Work to be completed ▸
Which lines below fall between the one containing "Q: Mark a point on every instance of the green forested" and the one containing "Q: Mark a point on every instance of the cloud"? Repeat them exactly, counting both of those lines, and add nothing else.

Dataset records ▸
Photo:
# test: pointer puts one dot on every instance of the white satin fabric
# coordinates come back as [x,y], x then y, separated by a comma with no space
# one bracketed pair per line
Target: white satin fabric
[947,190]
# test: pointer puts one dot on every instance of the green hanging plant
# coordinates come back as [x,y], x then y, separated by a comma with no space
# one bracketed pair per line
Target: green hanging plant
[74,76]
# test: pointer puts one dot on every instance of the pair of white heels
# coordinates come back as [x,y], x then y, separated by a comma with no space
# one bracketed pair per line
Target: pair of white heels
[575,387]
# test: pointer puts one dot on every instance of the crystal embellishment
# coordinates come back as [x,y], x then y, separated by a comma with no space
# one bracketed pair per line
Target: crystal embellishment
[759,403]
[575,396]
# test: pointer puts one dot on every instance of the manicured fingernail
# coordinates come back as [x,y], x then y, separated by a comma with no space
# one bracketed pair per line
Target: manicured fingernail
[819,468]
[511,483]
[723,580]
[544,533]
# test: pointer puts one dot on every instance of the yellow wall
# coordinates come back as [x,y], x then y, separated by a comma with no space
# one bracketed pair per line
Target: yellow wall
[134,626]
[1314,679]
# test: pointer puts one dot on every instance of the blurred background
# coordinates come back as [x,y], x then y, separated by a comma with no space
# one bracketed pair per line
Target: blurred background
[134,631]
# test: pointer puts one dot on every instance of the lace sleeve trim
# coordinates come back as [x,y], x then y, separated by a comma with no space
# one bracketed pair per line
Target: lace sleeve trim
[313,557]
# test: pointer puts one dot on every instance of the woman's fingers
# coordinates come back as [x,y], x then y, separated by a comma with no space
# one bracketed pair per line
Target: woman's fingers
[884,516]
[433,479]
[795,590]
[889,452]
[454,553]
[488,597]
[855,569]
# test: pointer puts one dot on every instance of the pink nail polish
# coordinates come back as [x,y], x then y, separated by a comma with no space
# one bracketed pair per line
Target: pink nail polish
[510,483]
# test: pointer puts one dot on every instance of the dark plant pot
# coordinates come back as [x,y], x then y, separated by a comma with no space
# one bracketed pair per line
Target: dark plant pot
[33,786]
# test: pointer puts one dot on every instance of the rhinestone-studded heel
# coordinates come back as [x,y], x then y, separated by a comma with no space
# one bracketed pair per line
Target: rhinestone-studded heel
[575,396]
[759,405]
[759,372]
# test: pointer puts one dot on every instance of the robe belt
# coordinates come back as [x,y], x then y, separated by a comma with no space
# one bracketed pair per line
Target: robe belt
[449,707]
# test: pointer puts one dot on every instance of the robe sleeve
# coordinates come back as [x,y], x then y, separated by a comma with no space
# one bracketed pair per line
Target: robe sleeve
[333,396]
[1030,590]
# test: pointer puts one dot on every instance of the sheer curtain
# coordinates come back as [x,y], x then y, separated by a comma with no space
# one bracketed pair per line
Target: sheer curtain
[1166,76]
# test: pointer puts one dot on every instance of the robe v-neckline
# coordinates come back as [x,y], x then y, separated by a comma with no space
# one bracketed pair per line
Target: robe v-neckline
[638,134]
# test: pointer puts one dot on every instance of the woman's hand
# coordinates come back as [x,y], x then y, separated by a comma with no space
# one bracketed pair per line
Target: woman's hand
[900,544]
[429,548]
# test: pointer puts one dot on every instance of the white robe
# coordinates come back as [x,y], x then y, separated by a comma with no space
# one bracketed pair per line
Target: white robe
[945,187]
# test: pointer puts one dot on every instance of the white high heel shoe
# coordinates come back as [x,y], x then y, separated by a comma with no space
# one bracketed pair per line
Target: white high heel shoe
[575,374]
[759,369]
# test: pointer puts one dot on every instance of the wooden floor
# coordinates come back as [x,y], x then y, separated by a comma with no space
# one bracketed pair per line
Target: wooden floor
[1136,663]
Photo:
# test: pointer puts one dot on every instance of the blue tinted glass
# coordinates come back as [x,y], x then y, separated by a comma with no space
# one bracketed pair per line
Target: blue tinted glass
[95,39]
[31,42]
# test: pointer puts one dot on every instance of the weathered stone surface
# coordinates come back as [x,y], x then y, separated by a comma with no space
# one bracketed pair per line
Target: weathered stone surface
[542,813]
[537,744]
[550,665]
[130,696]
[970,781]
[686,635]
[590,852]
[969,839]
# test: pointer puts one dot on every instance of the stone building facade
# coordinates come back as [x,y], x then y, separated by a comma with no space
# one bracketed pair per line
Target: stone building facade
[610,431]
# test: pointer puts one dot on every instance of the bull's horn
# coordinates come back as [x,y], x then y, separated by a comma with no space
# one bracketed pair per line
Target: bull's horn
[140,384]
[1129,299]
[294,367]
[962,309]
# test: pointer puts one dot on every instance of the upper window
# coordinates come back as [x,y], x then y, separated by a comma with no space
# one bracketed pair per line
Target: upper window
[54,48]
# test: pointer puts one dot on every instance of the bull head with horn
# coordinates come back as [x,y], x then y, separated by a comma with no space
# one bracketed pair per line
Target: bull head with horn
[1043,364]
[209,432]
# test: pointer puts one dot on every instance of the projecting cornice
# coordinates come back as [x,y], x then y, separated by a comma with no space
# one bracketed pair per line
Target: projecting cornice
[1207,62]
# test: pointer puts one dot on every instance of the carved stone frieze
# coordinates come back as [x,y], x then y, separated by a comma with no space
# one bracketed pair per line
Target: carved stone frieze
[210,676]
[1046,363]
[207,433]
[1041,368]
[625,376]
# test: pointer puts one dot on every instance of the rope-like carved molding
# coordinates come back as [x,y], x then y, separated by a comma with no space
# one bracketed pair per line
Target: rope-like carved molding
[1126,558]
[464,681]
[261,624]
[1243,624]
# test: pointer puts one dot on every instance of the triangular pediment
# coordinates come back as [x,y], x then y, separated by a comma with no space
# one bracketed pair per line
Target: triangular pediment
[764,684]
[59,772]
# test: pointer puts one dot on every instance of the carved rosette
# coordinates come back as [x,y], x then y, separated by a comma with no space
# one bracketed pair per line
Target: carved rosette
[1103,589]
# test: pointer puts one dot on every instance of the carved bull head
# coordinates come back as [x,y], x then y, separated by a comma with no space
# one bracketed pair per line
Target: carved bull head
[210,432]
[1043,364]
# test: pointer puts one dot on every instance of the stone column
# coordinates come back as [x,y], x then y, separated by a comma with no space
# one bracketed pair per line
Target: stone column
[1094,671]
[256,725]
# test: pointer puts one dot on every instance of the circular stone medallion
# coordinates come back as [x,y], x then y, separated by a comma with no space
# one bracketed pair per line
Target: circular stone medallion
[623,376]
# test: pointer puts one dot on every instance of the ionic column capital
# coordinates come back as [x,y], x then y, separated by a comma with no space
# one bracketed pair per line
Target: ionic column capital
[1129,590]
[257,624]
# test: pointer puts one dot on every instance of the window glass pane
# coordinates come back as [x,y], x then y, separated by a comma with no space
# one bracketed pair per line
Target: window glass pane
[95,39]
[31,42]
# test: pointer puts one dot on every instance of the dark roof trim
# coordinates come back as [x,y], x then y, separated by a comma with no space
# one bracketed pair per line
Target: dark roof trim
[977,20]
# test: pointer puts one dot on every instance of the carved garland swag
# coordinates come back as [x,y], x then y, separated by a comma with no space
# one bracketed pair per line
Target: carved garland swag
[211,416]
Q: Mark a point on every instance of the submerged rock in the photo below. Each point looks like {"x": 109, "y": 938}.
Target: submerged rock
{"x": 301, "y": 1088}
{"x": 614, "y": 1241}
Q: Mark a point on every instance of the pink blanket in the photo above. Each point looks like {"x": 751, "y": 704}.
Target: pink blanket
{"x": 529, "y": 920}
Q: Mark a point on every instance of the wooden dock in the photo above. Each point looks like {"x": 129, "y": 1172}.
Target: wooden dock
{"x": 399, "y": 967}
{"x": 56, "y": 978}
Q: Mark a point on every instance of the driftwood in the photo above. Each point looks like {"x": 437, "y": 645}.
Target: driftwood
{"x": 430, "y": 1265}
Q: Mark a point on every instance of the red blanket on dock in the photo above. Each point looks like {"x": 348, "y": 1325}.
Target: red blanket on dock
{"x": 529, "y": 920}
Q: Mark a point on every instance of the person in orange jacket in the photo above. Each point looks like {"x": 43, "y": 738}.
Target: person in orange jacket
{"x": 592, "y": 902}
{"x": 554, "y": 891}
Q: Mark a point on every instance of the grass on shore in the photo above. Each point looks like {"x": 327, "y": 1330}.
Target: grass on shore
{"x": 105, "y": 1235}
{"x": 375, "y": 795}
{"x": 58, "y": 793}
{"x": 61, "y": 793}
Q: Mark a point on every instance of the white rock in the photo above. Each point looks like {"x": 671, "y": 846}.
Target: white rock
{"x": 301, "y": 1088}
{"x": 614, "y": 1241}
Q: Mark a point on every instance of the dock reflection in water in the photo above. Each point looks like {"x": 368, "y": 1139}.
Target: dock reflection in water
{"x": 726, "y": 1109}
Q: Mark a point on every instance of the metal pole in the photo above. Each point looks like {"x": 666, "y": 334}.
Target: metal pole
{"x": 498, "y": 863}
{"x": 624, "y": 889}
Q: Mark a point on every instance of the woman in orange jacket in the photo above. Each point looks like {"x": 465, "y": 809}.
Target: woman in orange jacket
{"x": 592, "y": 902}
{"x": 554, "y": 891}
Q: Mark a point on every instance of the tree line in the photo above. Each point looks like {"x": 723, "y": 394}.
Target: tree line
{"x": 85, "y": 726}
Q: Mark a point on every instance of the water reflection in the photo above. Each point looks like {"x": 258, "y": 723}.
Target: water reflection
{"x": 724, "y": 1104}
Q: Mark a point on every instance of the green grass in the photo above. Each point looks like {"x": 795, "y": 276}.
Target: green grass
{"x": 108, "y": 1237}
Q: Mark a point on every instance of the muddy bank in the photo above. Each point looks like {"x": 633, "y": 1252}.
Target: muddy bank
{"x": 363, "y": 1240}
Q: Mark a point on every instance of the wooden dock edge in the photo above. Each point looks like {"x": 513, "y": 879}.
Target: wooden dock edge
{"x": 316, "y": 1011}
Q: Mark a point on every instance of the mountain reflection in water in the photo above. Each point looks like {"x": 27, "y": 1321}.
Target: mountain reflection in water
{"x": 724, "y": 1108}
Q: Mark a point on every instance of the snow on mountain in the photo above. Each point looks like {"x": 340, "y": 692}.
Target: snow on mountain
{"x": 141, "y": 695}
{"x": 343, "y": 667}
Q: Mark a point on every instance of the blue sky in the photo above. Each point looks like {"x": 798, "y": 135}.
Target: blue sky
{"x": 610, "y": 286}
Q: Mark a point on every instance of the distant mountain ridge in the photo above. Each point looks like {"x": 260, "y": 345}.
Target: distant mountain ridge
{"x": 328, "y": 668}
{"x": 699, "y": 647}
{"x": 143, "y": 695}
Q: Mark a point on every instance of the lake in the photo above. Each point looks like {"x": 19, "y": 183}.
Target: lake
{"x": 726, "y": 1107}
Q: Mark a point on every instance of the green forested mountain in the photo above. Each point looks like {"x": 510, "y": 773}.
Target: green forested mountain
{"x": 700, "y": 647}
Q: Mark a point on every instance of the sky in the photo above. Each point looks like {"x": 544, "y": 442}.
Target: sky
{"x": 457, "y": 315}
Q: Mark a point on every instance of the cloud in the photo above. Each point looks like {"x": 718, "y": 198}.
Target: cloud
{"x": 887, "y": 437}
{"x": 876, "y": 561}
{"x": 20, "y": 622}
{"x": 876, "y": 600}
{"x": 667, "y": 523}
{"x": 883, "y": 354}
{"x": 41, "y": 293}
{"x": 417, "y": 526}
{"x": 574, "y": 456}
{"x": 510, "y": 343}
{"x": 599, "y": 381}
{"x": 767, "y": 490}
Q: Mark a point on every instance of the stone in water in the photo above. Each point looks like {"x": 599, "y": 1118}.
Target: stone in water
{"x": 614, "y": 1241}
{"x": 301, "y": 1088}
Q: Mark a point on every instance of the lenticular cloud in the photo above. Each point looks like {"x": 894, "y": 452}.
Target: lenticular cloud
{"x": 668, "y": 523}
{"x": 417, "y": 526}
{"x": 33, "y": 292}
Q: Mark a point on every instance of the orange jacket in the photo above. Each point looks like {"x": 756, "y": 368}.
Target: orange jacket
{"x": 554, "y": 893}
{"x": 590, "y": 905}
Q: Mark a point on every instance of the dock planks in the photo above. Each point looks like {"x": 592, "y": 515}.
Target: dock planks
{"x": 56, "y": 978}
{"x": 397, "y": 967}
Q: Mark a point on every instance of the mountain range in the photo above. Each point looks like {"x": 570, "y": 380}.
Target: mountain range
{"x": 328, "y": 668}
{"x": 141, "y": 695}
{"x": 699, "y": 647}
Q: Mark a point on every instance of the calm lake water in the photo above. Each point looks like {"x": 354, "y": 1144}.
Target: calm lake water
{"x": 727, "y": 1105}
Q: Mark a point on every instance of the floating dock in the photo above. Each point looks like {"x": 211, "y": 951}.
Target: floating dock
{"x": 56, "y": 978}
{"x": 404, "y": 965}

Response below ▸
Q: Mark a point on every instance of the green forested mountain in the photo above. Each point looks like {"x": 510, "y": 773}.
Target: green forested mountain
{"x": 700, "y": 647}
Q: Mark a point on every instance of the sky in the photo above. Each point looks like {"x": 544, "y": 442}.
Target: sky
{"x": 457, "y": 315}
Q: Mark a point on every instance of the cloud in the photo above. Each point looks like {"x": 718, "y": 198}.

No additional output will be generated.